# Stated exercise 1:
Identify every line in the records that contains the string "green", and copy each of those lines. Case counts.

* Start Source *

# [SOLVED] New kernel will not mount XFS root file system

## johnklug

I changed GCC levels, and am now trying to get an identical kernel level to boot.

The old kernel still boots, but modules won't load, which I assume is due to gcc levels changing.  I see:

modprobe: ERROR: could not insert 'e1000e': Exec format error

Every module I try (and all have been rebuilt) fail.

So to move on to the new kernel, I have to determine how to get it to mount root.

So onto my new kernel, which won't mount root, since this is during boot, it is from a photo:

 ...      sr1   driver: sr

 ...      md3 (driver?)

 ...      md2 (driver?)

 ...      md1 (driver?)

Kernel panic -- not syncing: VFS: Unable to mount root fs on unknown block(0,0)

Since it was able to find md?, I assume MD is OK?  MD1 is ext2, MD2 and MD3 are xfs.  MD2 is root and it is RAID1.

I am able to extract stuff using USB and the old kernel, since I have that built-in.

Grub configuration menu:

title=Gentoo Linux  (3.17.7-gentoo) uuid

kernel /boot/vmlinuz-3.17.7-gentoo rootfstype=xfs root=/dev/ram0 init=/linuxrc ramdisk=8192 real_root=/dev/md2 doscsi udev domdadm

initrd /boot/initramfs-genkernel-x86_64-3.17.7-gentoo

title=Gentoo Linux  (3.17.7-bzImage) uuid

kernel /boot/bzImage rootfstype=xfs root=/dev/ram0 init=/linuxrc ramdisk=8192 real_root=/dev/md2 doscsi udev domdadm

initrd /boot/kernel-genkernel-x86_64-3.17.7-gentoo

Identical except for the kernel image.

Now XFS, and MD from .config:

  ...

CONFIG_XFS_FS=y

# CONFIG_XFS_QUOTA is not set

# CONFIG_XFS_POSIX_ACL is not set

# CONFIG_XFS_RT is not set

CONFIG_XFS_WARN=y

# CONFIG_XFS_DEBUG is not set

# CONFIG_GFS2_FS is not set

# CONFIG_BTRFS_FS is not set

# CONFIG_NILFS2_FS is not set

 ...

* End Source *

# Stated exercise 2:
Return the part of the thread on the XFS root mount failure from "Kernel panic -- not" to "it is RAID1.", copied word for word.

* Start Extracted information *

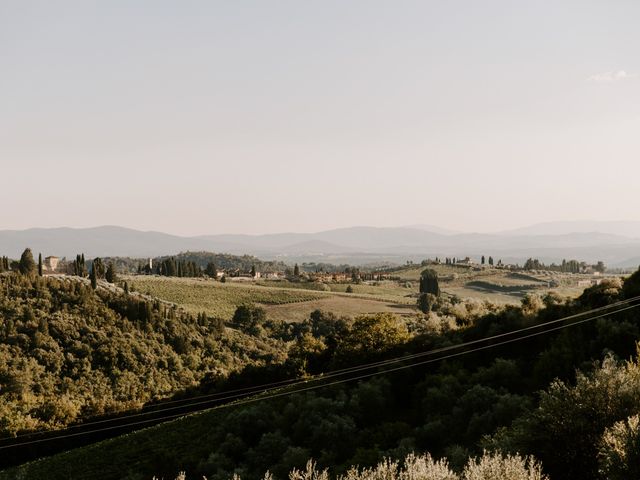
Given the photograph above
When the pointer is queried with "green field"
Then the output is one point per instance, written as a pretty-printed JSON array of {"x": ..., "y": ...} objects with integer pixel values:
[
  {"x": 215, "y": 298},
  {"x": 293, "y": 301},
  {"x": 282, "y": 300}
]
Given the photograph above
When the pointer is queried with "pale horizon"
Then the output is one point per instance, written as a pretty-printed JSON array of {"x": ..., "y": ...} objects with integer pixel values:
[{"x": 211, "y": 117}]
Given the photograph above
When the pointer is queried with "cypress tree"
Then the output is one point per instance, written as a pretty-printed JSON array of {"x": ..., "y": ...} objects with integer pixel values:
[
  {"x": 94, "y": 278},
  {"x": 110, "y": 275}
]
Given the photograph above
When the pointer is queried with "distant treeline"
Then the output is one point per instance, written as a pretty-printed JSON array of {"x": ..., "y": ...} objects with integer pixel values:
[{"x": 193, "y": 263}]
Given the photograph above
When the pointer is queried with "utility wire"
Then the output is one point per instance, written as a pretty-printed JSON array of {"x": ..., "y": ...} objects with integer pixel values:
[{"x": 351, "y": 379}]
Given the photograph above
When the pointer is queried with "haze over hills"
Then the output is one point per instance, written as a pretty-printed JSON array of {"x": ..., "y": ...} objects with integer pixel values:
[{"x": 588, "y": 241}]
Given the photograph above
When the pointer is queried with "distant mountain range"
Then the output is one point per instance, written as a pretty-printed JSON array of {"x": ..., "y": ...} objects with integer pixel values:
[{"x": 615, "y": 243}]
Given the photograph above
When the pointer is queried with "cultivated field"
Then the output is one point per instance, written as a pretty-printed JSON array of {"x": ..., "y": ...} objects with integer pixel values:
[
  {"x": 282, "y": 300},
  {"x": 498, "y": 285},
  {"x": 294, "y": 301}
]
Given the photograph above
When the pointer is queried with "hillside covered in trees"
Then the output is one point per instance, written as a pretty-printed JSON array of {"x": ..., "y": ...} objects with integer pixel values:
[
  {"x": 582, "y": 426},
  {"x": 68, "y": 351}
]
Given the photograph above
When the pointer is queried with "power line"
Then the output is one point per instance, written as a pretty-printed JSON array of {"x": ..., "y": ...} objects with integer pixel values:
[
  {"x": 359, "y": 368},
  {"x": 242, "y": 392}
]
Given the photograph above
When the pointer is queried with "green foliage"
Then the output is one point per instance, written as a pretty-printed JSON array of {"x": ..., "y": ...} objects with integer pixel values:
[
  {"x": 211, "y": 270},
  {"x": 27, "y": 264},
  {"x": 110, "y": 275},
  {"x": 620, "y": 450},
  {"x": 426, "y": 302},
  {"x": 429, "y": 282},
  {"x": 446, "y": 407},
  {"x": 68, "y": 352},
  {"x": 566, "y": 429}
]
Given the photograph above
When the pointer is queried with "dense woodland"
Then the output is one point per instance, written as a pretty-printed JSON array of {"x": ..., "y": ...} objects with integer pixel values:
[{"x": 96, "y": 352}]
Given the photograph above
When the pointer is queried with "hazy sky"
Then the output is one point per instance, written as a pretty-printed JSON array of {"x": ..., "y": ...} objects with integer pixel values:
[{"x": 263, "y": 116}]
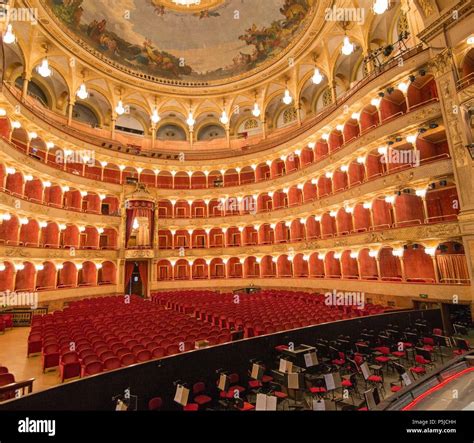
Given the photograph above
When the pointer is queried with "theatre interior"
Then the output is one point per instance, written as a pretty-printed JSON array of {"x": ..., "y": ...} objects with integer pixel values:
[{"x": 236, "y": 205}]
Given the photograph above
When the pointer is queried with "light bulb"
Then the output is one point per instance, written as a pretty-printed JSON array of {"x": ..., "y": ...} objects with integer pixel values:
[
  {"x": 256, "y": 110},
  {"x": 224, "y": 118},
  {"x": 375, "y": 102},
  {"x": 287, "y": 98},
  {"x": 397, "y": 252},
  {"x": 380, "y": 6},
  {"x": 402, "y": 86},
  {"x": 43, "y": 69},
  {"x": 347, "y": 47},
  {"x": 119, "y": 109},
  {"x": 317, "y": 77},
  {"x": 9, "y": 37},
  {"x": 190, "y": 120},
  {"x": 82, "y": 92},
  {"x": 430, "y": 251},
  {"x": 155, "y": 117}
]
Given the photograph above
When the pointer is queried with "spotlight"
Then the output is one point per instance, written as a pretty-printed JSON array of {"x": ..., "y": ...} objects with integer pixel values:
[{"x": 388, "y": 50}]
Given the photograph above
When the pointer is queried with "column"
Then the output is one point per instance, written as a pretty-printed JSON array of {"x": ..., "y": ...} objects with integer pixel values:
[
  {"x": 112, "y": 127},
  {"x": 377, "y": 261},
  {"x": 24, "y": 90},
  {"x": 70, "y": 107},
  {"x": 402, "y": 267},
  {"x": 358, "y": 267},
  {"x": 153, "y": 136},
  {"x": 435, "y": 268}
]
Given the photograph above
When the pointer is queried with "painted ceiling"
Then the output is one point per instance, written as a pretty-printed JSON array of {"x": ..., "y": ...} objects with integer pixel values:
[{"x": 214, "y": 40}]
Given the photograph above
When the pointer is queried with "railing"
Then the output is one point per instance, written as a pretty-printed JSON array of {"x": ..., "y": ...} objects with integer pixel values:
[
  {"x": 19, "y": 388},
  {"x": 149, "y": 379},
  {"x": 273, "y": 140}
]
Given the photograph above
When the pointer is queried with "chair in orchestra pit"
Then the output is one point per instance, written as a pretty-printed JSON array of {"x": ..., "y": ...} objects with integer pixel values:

* End Extracted information *

# Full answer 1:
When the pointer is queried with "green field"
When the pointer is queried with "green foliage"

# Full answer 2:
Kernel panic -- not syncing: VFS: Unable to mount root fs on unknown block(0,0)

Since it was able to find md?, I assume MD is OK?  MD1 is ext2, MD2 and MD3 are xfs.  MD2 is root and it is RAID1.